Reproduce exactly the line in which "Can you find the boy's lapel?" occurs and all the lines after it, ending with the last line.

GIVEN DATA:
## start
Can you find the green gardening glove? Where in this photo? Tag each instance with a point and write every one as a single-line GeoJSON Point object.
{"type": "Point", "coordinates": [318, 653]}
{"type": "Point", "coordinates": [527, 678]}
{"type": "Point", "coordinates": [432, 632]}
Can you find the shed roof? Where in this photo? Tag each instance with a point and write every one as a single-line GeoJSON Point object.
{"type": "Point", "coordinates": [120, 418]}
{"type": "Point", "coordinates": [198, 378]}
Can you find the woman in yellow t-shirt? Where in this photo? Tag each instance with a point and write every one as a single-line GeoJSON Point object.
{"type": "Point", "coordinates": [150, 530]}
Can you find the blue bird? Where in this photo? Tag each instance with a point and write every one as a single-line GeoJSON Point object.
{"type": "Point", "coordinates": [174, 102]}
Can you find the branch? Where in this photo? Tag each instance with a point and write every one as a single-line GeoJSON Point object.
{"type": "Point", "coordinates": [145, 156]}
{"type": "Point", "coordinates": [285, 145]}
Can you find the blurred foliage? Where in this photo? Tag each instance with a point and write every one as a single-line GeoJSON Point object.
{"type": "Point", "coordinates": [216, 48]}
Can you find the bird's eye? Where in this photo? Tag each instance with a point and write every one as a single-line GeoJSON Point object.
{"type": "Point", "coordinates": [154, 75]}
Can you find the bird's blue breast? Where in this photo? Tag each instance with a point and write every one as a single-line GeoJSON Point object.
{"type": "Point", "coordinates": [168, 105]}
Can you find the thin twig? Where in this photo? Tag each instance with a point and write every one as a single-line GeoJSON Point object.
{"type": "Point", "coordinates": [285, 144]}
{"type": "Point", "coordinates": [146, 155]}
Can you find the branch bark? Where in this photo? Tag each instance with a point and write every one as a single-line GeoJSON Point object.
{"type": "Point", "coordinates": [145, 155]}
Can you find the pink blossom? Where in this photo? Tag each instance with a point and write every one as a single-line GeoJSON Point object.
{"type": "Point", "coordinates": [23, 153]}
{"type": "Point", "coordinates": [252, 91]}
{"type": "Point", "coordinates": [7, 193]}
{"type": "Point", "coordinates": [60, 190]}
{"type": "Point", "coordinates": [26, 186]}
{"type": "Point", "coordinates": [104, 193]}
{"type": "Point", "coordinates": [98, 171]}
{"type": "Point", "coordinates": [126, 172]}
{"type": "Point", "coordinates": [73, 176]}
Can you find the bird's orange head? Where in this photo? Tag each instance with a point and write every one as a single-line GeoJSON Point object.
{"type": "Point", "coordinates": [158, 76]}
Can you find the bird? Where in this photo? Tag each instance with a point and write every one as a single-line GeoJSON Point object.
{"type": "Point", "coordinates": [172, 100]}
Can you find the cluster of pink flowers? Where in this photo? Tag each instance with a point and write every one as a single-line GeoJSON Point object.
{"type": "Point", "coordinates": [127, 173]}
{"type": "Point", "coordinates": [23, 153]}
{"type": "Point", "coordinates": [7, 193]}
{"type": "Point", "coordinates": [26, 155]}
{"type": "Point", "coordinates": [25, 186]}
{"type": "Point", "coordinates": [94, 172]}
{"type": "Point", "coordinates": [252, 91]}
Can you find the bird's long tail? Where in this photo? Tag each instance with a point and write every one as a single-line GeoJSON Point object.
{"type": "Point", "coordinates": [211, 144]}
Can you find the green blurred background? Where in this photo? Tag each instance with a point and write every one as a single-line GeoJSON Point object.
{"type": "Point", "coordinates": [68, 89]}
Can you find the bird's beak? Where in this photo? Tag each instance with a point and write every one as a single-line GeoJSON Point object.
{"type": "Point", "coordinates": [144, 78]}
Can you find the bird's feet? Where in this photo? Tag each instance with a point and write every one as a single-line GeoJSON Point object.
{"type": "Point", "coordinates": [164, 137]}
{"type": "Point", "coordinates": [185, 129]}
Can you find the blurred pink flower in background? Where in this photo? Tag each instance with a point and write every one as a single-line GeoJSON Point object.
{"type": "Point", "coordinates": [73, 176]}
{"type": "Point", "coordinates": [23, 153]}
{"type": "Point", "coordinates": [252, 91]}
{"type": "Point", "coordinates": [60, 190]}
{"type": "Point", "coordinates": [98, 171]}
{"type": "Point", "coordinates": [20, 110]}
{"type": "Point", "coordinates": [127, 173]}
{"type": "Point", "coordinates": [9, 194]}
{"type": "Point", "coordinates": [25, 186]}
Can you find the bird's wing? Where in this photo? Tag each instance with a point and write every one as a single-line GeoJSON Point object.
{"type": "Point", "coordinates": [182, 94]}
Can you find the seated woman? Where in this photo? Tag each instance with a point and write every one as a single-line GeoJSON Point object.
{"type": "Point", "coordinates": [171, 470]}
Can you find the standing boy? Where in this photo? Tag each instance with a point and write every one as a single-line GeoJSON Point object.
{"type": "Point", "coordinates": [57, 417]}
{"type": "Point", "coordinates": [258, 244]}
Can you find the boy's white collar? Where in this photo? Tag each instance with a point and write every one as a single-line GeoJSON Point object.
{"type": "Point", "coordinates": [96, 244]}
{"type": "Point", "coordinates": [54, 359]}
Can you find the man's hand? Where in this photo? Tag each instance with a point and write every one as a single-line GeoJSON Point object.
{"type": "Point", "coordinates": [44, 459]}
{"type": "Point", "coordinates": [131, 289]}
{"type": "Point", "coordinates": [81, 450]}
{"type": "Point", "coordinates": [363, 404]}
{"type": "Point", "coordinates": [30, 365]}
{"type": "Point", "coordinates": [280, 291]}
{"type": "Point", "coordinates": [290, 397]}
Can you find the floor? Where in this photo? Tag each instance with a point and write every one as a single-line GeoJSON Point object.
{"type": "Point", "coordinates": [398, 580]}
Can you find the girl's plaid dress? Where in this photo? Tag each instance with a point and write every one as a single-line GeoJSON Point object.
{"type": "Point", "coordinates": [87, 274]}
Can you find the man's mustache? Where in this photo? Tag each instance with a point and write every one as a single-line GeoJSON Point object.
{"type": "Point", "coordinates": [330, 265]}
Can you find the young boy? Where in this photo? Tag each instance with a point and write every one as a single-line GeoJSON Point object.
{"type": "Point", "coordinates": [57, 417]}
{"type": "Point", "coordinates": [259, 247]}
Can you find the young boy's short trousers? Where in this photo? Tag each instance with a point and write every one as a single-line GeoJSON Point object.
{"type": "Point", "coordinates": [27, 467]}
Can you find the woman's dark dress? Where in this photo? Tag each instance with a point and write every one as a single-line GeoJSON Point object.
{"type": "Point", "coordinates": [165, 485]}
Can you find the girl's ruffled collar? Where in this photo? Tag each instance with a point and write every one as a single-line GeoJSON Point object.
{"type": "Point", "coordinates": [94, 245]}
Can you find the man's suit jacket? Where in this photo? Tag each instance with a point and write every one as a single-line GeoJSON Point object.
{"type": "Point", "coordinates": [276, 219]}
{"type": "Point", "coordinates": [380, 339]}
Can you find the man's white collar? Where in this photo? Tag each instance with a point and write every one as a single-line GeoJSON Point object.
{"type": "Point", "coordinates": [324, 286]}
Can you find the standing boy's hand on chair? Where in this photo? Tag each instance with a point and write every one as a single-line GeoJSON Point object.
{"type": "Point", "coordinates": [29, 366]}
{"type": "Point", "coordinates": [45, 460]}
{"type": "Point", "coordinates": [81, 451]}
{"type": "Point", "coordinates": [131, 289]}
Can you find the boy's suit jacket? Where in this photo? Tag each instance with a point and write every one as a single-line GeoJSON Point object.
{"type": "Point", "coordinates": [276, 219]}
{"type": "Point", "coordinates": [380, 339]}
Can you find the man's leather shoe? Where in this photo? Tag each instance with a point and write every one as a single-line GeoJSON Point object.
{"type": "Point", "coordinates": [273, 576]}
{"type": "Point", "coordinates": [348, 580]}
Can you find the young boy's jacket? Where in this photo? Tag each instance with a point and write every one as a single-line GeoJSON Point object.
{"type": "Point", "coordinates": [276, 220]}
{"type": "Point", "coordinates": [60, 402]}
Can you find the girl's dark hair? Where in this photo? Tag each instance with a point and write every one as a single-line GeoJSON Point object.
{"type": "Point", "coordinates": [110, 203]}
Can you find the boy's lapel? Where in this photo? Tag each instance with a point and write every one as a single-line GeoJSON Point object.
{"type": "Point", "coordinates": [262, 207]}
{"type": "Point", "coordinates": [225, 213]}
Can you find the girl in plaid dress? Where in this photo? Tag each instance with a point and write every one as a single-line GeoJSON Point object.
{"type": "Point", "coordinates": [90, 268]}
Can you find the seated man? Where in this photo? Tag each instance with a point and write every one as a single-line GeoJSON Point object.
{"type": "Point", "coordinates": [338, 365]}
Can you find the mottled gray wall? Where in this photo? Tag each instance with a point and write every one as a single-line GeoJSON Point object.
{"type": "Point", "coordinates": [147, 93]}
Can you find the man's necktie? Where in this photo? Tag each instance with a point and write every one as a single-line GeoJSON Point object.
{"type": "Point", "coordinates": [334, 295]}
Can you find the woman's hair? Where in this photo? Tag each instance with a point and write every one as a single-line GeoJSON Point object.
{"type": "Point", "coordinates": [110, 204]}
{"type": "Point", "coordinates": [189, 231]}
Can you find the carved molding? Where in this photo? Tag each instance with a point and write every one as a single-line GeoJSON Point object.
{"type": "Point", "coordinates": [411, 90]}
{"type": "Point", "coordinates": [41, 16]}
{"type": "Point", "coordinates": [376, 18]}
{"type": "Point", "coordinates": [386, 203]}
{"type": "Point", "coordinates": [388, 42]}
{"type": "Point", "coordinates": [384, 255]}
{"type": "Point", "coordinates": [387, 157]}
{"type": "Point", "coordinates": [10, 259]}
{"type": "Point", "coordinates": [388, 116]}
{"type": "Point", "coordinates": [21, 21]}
## end
RESPONSE:
Can you find the boy's lapel? Where in this photo? Tag each instance with a point and write every one as a single-line GeoJSON Point object.
{"type": "Point", "coordinates": [262, 207]}
{"type": "Point", "coordinates": [225, 213]}
Can you find the girl in plaid dress? Where in this photo? Tag each instance with a point and write every one as a single-line GeoJSON Point object.
{"type": "Point", "coordinates": [90, 268]}
Can you find the seated man? Where in this photo? Tag each instance with a point and write every one as a single-line GeoJSON Point object.
{"type": "Point", "coordinates": [338, 365]}
Can you find the mottled gray wall? Where in this photo? Tag each instance with a point and write every one as a single-line GeoJSON Point object.
{"type": "Point", "coordinates": [147, 93]}
Can you find the man's necktie? Where in this photo? Tag each instance with a point and write every one as a single-line GeoJSON Point object.
{"type": "Point", "coordinates": [334, 295]}
Can you find the woman's hair? Where in this photo? Tag each instance with a point and write every one as a single-line GeoJSON Point object.
{"type": "Point", "coordinates": [110, 204]}
{"type": "Point", "coordinates": [189, 231]}
Can you find the carved molding? Where in this photo? Tag each instance with a point and write every one as a single-line GeoJSON Point object.
{"type": "Point", "coordinates": [411, 90]}
{"type": "Point", "coordinates": [41, 16]}
{"type": "Point", "coordinates": [376, 18]}
{"type": "Point", "coordinates": [386, 203]}
{"type": "Point", "coordinates": [388, 42]}
{"type": "Point", "coordinates": [384, 255]}
{"type": "Point", "coordinates": [387, 157]}
{"type": "Point", "coordinates": [10, 259]}
{"type": "Point", "coordinates": [388, 116]}
{"type": "Point", "coordinates": [21, 21]}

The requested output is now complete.